>> START INPUT ROWS
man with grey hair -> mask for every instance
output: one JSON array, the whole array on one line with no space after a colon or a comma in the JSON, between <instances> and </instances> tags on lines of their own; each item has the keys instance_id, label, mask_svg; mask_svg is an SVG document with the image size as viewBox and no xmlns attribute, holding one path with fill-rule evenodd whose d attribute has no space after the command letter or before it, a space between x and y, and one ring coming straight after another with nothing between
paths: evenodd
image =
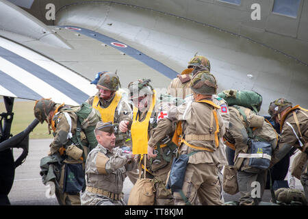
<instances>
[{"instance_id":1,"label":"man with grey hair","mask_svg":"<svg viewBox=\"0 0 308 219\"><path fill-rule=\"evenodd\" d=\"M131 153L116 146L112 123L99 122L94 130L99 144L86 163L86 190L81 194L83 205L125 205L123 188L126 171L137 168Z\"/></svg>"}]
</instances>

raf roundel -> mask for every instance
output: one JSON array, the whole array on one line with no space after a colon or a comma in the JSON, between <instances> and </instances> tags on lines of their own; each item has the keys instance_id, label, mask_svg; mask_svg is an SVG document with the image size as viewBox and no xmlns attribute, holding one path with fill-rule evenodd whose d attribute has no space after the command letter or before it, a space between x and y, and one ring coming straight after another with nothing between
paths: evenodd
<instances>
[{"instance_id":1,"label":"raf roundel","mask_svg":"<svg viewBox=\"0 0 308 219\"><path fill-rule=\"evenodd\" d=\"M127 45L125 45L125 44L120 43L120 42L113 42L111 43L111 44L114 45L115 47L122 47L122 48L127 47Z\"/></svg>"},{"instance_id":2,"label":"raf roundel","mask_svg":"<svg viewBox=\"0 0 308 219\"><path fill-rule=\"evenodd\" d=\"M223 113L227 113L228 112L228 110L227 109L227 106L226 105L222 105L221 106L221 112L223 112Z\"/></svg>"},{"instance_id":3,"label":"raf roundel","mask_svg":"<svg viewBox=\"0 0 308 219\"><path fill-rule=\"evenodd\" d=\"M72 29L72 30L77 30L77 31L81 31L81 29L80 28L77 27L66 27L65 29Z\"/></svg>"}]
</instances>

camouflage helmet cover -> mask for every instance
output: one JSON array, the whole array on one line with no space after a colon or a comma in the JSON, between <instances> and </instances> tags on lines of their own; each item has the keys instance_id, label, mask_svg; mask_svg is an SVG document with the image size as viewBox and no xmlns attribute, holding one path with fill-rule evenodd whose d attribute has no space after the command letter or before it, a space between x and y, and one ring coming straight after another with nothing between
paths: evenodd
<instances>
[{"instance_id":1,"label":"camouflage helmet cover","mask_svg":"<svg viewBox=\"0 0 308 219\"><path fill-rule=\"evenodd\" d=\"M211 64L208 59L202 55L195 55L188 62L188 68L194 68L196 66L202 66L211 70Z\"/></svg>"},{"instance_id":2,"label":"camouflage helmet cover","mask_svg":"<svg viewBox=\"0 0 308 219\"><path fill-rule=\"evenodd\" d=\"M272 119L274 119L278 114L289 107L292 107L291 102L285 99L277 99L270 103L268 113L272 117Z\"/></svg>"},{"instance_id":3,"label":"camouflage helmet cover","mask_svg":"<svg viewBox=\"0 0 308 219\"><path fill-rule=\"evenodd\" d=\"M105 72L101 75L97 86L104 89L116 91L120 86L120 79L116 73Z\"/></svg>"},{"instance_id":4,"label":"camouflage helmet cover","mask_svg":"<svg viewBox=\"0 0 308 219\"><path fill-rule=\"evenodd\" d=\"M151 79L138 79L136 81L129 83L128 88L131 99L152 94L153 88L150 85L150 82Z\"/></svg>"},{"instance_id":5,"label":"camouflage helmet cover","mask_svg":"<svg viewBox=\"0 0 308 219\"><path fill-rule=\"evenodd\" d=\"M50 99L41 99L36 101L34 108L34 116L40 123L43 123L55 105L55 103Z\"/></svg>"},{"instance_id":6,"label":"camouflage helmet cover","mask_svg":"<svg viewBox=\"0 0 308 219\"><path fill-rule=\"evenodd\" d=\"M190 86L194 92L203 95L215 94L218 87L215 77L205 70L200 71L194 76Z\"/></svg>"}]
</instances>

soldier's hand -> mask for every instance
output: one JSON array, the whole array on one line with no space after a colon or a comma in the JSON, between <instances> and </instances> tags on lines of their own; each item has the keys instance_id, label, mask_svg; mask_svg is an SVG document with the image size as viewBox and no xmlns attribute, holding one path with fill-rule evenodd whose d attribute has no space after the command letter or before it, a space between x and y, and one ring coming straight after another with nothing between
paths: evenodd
>> END INPUT ROWS
>> START INPUT ROWS
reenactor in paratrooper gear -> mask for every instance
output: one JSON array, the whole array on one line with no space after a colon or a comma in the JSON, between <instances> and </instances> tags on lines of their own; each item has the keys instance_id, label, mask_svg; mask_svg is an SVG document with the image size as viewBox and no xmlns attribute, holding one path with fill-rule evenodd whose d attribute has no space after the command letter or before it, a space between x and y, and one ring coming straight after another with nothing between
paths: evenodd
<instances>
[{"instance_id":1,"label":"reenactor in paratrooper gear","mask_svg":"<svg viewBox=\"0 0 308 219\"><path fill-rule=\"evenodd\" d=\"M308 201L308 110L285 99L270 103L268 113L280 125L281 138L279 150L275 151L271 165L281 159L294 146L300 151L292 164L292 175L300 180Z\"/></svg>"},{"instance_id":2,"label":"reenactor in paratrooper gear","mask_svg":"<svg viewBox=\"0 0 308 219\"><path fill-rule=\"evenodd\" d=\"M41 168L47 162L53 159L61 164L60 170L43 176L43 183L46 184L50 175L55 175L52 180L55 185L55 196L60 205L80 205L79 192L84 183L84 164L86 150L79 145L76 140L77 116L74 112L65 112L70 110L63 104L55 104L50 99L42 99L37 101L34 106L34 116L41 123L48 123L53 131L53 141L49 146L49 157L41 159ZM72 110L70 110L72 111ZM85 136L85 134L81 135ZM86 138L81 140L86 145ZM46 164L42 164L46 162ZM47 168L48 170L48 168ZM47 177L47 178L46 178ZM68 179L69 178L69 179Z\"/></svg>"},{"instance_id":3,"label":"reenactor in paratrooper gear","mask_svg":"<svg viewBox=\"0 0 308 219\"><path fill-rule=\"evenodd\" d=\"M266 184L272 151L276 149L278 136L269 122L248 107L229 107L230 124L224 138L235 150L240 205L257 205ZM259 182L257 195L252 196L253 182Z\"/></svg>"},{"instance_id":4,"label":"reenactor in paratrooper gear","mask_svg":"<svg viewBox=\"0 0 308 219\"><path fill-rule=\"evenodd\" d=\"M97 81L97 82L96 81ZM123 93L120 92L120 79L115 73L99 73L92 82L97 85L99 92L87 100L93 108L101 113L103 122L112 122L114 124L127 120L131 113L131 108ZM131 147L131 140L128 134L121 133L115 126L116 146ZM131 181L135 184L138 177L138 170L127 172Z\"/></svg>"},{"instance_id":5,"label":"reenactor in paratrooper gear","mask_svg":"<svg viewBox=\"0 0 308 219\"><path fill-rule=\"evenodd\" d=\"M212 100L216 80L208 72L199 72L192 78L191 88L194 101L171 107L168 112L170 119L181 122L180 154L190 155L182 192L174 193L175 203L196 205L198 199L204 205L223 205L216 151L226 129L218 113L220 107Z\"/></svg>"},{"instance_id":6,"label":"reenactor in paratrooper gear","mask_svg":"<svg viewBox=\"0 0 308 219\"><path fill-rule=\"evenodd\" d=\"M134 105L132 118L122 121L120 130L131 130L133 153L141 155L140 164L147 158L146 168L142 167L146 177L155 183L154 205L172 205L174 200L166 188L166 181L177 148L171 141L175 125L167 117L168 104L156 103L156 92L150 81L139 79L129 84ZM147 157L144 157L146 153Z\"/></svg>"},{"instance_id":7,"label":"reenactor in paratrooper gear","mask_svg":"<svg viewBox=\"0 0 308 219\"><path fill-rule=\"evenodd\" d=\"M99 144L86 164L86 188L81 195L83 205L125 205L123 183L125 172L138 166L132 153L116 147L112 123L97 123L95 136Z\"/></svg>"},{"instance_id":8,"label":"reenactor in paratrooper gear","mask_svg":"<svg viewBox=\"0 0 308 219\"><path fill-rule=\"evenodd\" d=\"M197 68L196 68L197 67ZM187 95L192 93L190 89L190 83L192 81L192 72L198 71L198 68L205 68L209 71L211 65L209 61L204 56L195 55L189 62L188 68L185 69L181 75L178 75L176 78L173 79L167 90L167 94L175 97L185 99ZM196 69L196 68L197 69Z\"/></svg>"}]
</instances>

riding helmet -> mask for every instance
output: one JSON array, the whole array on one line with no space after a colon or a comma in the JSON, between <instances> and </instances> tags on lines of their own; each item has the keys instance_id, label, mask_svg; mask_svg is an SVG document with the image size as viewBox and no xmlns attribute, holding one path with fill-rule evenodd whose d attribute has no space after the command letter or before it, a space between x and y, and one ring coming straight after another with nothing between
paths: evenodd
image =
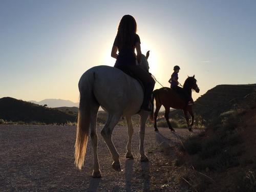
>> END INPUT ROWS
## REQUIREMENT
Rewrite the records starting at the line that contains "man with grey hair -> mask for every instance" and ending at the line that contains "153L116 146L112 123L99", changing "array" to "list" and keeping everything else the same. Leave the pictures out.

## RESPONSE TO THE TASK
man with grey hair -> mask for every instance
output: one JSON list, the whole list on one line with no space after a colon or a comma in the JSON, between <instances> and </instances> tags on lines of their own; each item has the keys instance_id, label, mask_svg; mask_svg is an SVG document with the image size as viewBox and no xmlns attribute, holding one path with fill-rule evenodd whose d attribute has no space after the command letter or before it, a space between x and y, and one ring coming straight after another with nothing between
paths: evenodd
image =
<instances>
[{"instance_id":1,"label":"man with grey hair","mask_svg":"<svg viewBox=\"0 0 308 219\"><path fill-rule=\"evenodd\" d=\"M131 153L116 146L112 123L99 122L94 130L99 144L86 163L86 190L81 194L83 205L125 205L123 188L126 171L137 168Z\"/></svg>"}]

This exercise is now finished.